Records shown below:
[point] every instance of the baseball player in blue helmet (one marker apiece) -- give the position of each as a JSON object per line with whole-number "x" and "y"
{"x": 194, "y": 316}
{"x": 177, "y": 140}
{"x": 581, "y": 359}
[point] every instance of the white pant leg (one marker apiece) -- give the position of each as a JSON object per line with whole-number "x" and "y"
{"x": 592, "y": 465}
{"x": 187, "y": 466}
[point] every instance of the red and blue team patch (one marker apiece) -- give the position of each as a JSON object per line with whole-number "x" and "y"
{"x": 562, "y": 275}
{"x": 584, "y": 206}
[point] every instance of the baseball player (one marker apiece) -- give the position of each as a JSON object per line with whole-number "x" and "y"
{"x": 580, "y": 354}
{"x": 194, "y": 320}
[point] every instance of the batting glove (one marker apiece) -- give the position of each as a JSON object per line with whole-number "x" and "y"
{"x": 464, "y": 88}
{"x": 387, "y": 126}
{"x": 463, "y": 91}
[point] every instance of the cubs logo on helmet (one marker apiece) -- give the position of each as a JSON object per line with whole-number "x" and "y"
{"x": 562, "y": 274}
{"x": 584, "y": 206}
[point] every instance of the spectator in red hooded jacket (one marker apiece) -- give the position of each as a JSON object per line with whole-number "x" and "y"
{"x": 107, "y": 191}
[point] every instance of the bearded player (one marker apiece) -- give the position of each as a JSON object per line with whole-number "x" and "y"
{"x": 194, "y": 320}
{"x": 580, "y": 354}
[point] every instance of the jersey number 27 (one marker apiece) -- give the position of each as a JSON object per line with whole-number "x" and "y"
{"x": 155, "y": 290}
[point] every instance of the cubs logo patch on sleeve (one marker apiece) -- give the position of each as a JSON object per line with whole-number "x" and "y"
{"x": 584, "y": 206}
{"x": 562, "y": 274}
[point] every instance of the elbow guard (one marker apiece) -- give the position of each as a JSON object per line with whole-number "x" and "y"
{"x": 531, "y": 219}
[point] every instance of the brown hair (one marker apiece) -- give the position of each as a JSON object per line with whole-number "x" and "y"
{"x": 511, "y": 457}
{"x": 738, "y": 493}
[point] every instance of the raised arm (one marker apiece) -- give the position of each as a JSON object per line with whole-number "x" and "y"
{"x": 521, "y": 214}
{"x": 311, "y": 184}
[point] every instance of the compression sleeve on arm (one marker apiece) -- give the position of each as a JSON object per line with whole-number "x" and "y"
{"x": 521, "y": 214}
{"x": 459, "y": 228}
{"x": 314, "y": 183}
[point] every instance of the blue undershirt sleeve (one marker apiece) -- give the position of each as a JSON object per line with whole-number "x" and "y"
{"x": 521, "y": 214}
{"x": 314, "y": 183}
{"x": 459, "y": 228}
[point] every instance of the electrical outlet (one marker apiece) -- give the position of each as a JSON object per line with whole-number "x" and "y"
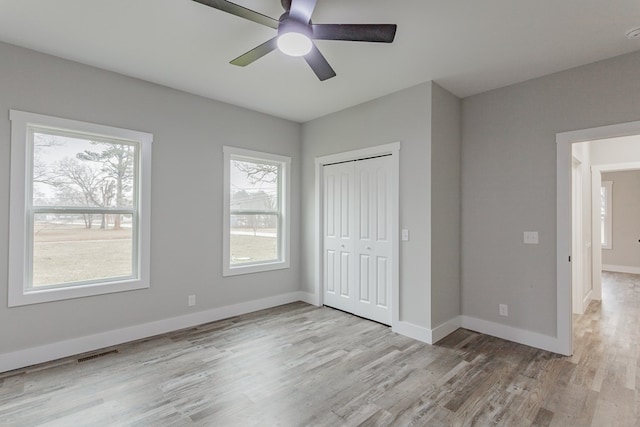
End of Records shown.
Records shown below:
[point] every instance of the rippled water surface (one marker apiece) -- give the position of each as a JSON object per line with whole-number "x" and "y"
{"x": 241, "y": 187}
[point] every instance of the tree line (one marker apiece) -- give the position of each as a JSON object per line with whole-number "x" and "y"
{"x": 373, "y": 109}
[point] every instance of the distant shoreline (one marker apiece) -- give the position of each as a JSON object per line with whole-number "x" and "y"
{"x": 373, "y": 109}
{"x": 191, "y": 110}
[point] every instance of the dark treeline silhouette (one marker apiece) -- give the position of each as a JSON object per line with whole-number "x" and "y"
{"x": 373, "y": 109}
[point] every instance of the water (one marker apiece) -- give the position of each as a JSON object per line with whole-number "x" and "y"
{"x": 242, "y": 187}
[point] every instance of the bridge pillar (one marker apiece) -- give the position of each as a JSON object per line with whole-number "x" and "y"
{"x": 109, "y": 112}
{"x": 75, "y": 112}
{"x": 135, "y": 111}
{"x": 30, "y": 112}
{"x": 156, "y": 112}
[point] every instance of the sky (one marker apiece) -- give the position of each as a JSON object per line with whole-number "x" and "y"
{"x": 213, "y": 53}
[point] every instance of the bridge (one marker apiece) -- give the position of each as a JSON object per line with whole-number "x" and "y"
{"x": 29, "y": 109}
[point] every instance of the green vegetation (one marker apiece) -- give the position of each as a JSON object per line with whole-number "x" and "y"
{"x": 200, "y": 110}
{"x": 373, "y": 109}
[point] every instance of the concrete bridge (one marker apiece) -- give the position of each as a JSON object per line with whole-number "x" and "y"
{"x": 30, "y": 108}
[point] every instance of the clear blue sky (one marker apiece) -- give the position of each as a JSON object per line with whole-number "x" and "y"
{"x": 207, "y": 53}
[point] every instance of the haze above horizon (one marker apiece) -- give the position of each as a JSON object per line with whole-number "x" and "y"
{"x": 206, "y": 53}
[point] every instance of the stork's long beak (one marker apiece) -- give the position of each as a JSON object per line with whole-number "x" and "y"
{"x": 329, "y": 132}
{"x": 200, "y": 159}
End of Records shown.
_Problem to work on_. Quote the listing above, but only from the line that shows "[point] every instance of the compression" through the line that shows "[point] every instance of the electrical".

_Exercise result_.
[point] every instance of the compression sleeve on arm (one marker apiece) -- give the position of each as a JSON object per line with whole-number "x" and "y"
{"x": 521, "y": 214}
{"x": 459, "y": 228}
{"x": 314, "y": 183}
[point] every instance of the blue undershirt sleeve (one marker apiece) -- give the position of each as a JSON object per line with whole-number "x" and "y"
{"x": 521, "y": 214}
{"x": 314, "y": 183}
{"x": 459, "y": 228}
[point] every instance of the electrical outlet (one marker apiece) -- give the position of each as a JSON object per line with whole-number "x" and "y"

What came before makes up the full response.